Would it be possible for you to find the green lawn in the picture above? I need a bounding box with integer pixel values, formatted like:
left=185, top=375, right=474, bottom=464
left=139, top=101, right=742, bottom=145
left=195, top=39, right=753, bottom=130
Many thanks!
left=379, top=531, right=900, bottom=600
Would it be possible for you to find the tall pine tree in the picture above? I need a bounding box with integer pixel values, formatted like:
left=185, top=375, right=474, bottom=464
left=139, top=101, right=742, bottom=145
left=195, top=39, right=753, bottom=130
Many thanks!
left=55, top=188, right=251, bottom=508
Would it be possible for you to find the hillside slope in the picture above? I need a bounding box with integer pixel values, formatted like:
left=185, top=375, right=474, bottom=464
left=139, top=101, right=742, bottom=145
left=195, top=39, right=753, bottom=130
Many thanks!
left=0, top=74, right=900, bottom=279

-.-.-

◆ **REQUIRED WORK**: Can you copy the items above, unchanged, from the line containing "Would it be possible for you to find the tall" through the line containing "left=55, top=188, right=251, bottom=508", including both of those lines?

◆ **THE RESULT**:
Would it be possible for you to find the tall pine tree in the picture above? I need a bounding box with integer pixel values, formatted like:
left=185, top=375, right=474, bottom=464
left=139, top=101, right=742, bottom=145
left=195, top=39, right=753, bottom=130
Many thanks!
left=55, top=188, right=251, bottom=508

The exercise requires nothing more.